» **WRITTEN REQUEST**
Without the images, print all the entries below exactly as given.

:: RECORDED DATA ::

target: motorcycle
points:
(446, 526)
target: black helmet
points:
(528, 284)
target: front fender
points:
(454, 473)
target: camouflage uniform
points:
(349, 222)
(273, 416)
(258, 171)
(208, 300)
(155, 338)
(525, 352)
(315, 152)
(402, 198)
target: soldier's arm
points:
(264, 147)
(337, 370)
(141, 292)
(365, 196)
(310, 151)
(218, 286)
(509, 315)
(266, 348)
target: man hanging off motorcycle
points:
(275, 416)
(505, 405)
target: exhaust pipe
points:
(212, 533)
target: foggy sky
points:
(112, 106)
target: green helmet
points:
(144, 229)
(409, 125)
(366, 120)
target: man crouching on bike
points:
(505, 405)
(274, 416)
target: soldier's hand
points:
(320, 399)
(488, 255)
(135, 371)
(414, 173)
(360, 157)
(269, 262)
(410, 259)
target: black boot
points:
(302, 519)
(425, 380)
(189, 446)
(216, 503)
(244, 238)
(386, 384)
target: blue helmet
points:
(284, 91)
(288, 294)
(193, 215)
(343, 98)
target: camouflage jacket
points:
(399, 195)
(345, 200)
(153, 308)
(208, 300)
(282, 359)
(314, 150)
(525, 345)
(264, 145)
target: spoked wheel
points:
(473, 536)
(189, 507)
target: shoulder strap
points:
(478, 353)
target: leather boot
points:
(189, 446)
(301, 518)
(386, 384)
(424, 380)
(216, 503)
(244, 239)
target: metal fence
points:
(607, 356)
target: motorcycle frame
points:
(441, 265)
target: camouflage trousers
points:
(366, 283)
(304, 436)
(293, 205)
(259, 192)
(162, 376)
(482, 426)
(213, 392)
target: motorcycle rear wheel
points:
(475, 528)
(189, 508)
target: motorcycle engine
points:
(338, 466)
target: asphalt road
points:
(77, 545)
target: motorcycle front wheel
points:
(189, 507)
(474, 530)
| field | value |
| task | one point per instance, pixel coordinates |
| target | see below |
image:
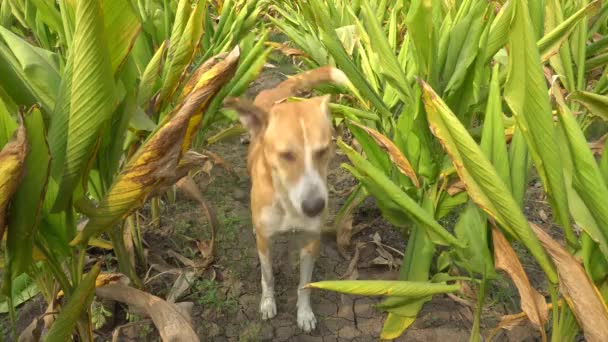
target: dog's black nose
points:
(313, 206)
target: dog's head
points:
(295, 138)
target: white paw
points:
(306, 319)
(268, 308)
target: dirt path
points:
(227, 298)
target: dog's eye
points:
(322, 152)
(287, 156)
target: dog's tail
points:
(304, 81)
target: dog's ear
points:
(251, 116)
(324, 104)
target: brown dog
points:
(288, 158)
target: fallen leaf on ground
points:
(532, 302)
(580, 293)
(170, 321)
(401, 162)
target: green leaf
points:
(122, 27)
(526, 94)
(499, 31)
(439, 234)
(79, 301)
(395, 288)
(23, 289)
(551, 42)
(37, 69)
(595, 103)
(7, 125)
(484, 185)
(150, 76)
(180, 56)
(587, 179)
(92, 97)
(24, 214)
(493, 142)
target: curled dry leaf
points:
(286, 50)
(168, 319)
(532, 302)
(154, 165)
(456, 188)
(510, 321)
(12, 160)
(393, 152)
(580, 293)
(597, 147)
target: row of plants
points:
(453, 104)
(100, 105)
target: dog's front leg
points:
(308, 255)
(268, 306)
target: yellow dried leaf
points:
(532, 302)
(393, 152)
(580, 293)
(12, 160)
(157, 163)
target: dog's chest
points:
(275, 219)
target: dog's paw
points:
(306, 319)
(268, 308)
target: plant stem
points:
(122, 256)
(555, 313)
(481, 296)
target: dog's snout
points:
(313, 206)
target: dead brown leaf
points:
(12, 159)
(393, 152)
(456, 188)
(580, 293)
(286, 50)
(170, 322)
(532, 302)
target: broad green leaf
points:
(12, 160)
(150, 76)
(484, 185)
(147, 171)
(587, 179)
(472, 229)
(551, 42)
(180, 56)
(92, 96)
(24, 214)
(527, 95)
(595, 103)
(463, 47)
(395, 325)
(121, 27)
(23, 289)
(395, 288)
(421, 29)
(79, 301)
(37, 69)
(437, 232)
(7, 125)
(500, 30)
(493, 142)
(520, 166)
(390, 67)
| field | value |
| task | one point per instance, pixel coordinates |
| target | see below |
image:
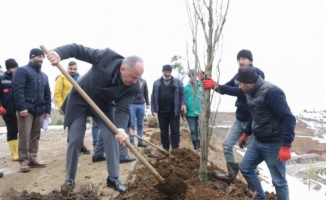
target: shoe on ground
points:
(98, 159)
(126, 159)
(142, 144)
(24, 167)
(116, 185)
(67, 187)
(84, 150)
(36, 164)
(70, 183)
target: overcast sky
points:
(286, 37)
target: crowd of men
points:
(264, 122)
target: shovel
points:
(153, 145)
(169, 186)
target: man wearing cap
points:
(273, 126)
(32, 98)
(168, 101)
(7, 110)
(62, 88)
(243, 116)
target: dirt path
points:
(52, 150)
(45, 183)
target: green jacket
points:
(193, 99)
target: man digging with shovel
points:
(111, 83)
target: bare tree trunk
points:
(210, 14)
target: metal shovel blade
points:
(172, 185)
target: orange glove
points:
(2, 111)
(284, 154)
(242, 142)
(208, 84)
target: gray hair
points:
(130, 61)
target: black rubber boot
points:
(233, 170)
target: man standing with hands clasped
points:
(168, 101)
(273, 127)
(32, 97)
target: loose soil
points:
(184, 162)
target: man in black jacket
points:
(243, 117)
(273, 127)
(112, 82)
(137, 112)
(7, 110)
(32, 97)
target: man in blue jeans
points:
(95, 134)
(243, 116)
(137, 111)
(273, 127)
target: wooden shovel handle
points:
(153, 145)
(106, 119)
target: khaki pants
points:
(29, 128)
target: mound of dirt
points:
(183, 162)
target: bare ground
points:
(46, 183)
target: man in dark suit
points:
(111, 83)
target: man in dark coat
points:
(273, 126)
(32, 98)
(242, 115)
(7, 110)
(168, 101)
(111, 83)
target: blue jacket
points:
(193, 100)
(31, 90)
(179, 96)
(6, 97)
(232, 88)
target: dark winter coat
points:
(6, 95)
(272, 119)
(97, 84)
(31, 90)
(232, 88)
(142, 96)
(179, 96)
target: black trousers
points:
(12, 128)
(166, 121)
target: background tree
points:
(206, 21)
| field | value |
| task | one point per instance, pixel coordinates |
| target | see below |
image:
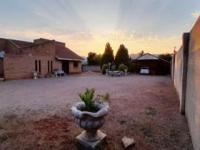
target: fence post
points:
(186, 41)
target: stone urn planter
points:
(91, 121)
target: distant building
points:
(19, 59)
(153, 63)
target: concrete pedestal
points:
(84, 144)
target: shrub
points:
(88, 97)
(122, 67)
(104, 68)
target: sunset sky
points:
(154, 26)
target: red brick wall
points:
(18, 66)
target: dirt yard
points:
(35, 114)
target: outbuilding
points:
(151, 64)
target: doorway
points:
(1, 68)
(65, 66)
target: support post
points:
(186, 41)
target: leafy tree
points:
(108, 56)
(93, 59)
(122, 56)
(167, 57)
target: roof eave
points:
(69, 59)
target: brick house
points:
(19, 59)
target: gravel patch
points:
(35, 114)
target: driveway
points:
(35, 114)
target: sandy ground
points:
(35, 114)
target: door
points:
(65, 66)
(1, 68)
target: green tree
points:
(122, 56)
(108, 56)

:::

» **RESULT BELOW**
target: motorcycle
points:
(446, 526)
target: black helmet
points:
(528, 284)
target: front fender
points:
(454, 473)
target: camouflage uniform
points:
(349, 222)
(273, 416)
(258, 171)
(208, 300)
(155, 338)
(525, 352)
(315, 152)
(402, 198)
target: soldier's arm
points:
(264, 147)
(337, 370)
(141, 292)
(365, 196)
(310, 151)
(218, 286)
(509, 315)
(266, 348)
target: man hanging off motorcycle
points:
(275, 416)
(505, 405)
target: exhaust pipe
points:
(212, 533)
target: foggy sky
points:
(112, 106)
target: green helmet
points:
(144, 229)
(409, 125)
(366, 120)
target: man crouching on bike
points:
(505, 405)
(274, 416)
target: soldier's hand
points:
(320, 399)
(488, 255)
(135, 371)
(414, 173)
(360, 157)
(269, 262)
(410, 259)
target: black boot
points:
(302, 519)
(425, 380)
(189, 446)
(216, 503)
(244, 238)
(386, 384)
target: blue helmet
points:
(284, 91)
(288, 294)
(193, 215)
(343, 98)
target: camouflage jacket
points:
(399, 195)
(345, 200)
(153, 308)
(208, 300)
(282, 359)
(314, 150)
(525, 345)
(264, 145)
target: spoked wheel
points:
(473, 536)
(189, 507)
target: shoulder strap
points:
(478, 353)
target: leather boot
points:
(189, 446)
(301, 518)
(386, 384)
(424, 380)
(216, 503)
(244, 239)
target: metal fence
points:
(607, 356)
target: motorcycle frame
points:
(441, 265)
target: camouflage trousers
points:
(366, 283)
(304, 436)
(293, 205)
(259, 192)
(162, 376)
(482, 426)
(213, 392)
target: motorcycle rear wheel
points:
(475, 528)
(189, 508)
target: motorcycle engine
points:
(338, 466)
target: asphalt road
points:
(77, 545)
target: motorcycle front wheel
points:
(189, 507)
(474, 530)
| field | value |
| task | one point per instance, pixel coordinates |
| target | see below |
image:
target: dog's black nose
points:
(313, 206)
target: dog's head
points:
(295, 138)
target: white paw
points:
(306, 319)
(268, 308)
target: dirt path
points:
(227, 298)
target: dog's eye
points:
(322, 152)
(287, 156)
target: dog's tail
points:
(304, 81)
target: dog's ear
points:
(251, 116)
(324, 104)
target: brown dog
points:
(288, 158)
target: fallen leaf on ground
points:
(532, 302)
(580, 293)
(170, 321)
(401, 162)
target: green leaf
points:
(122, 27)
(526, 94)
(499, 31)
(439, 234)
(79, 301)
(395, 288)
(23, 289)
(551, 42)
(37, 69)
(595, 103)
(7, 125)
(484, 185)
(150, 76)
(180, 56)
(587, 179)
(92, 97)
(24, 214)
(493, 142)
target: curled dry leaf
points:
(286, 50)
(168, 319)
(532, 302)
(154, 165)
(456, 188)
(510, 321)
(12, 160)
(393, 152)
(580, 293)
(597, 147)
target: row of plants
points:
(453, 104)
(100, 105)
target: dog's front leg
points:
(308, 255)
(268, 306)
target: yellow dried leaf
points:
(532, 302)
(393, 152)
(580, 293)
(12, 160)
(157, 163)
target: dog's chest
points:
(275, 219)
target: dog's paw
points:
(306, 319)
(268, 308)
target: plant stem
points:
(122, 256)
(555, 313)
(481, 296)
target: dog's snout
points:
(313, 206)
target: dead brown leaf
points:
(12, 159)
(393, 152)
(456, 188)
(580, 293)
(286, 50)
(170, 322)
(532, 302)
target: broad green leaf
points:
(12, 160)
(150, 76)
(484, 185)
(147, 171)
(587, 179)
(472, 229)
(551, 42)
(180, 56)
(92, 96)
(24, 214)
(527, 95)
(595, 103)
(463, 47)
(395, 325)
(121, 27)
(23, 289)
(395, 288)
(421, 29)
(79, 301)
(37, 69)
(437, 232)
(7, 125)
(500, 30)
(493, 142)
(520, 166)
(390, 67)
| field | value |
| task | one point per instance, pixel coordinates |
| target | see below |
image:
target: shoe on ground
points:
(98, 159)
(126, 159)
(142, 144)
(24, 167)
(116, 185)
(67, 187)
(84, 150)
(36, 164)
(70, 183)
target: overcast sky
points:
(286, 37)
target: crowd of men
points:
(264, 122)
target: shovel
points:
(153, 145)
(169, 186)
target: man wearing cap
points:
(273, 126)
(32, 98)
(168, 101)
(7, 110)
(62, 88)
(243, 116)
target: dirt path
points:
(52, 150)
(45, 183)
target: green jacket
points:
(193, 99)
target: man digging with shovel
points:
(111, 83)
target: bare tree trunk
points:
(210, 14)
target: metal shovel blade
points:
(172, 185)
target: orange glove
points:
(2, 111)
(284, 154)
(242, 142)
(208, 84)
target: gray hair
points:
(130, 61)
target: black rubber boot
points:
(233, 170)
target: man standing with hands clasped
points:
(168, 101)
(273, 127)
(32, 97)
target: loose soil
points:
(184, 162)
target: man in black jacket
points:
(243, 117)
(273, 127)
(112, 82)
(137, 112)
(7, 110)
(32, 97)
target: man in blue jeans
points:
(95, 134)
(243, 116)
(137, 111)
(273, 127)
target: wooden shovel handle
points:
(153, 145)
(106, 119)
target: khaki pants
points:
(29, 128)
target: mound of dirt
points:
(183, 162)
target: bare ground
points:
(46, 183)
target: man in dark suit
points:
(111, 83)
target: man in dark coat
points:
(273, 126)
(32, 98)
(242, 115)
(7, 110)
(168, 101)
(111, 83)
target: blue jacket
points:
(193, 100)
(31, 90)
(179, 96)
(6, 97)
(232, 88)
target: dark winter coat
points:
(6, 95)
(272, 119)
(97, 84)
(31, 90)
(232, 88)
(142, 96)
(179, 96)
target: black trousers
points:
(12, 128)
(166, 121)
target: background tree
points:
(206, 21)
| field | value |
| task | one point per instance, pixel coordinates |
| target | see below |
image:
target: fence post
points:
(186, 41)
target: stone urn planter
points:
(91, 121)
target: distant building
points:
(19, 59)
(153, 63)
target: concrete pedestal
points:
(84, 144)
target: shrub
points:
(88, 97)
(122, 67)
(104, 68)
target: sunset sky
points:
(154, 26)
target: red brick wall
points:
(18, 66)
target: dirt yard
points:
(35, 114)
target: outbuilding
points:
(151, 64)
target: doorway
points:
(1, 68)
(65, 66)
target: support post
points:
(186, 41)
target: leafy tree
points:
(108, 56)
(93, 59)
(122, 56)
(167, 57)
target: roof eave
points:
(69, 59)
target: brick house
points:
(19, 59)
target: gravel patch
points:
(35, 114)
target: driveway
points:
(35, 114)
target: sandy ground
points:
(35, 114)
target: door
points:
(65, 66)
(1, 68)
target: green tree
points:
(122, 56)
(108, 56)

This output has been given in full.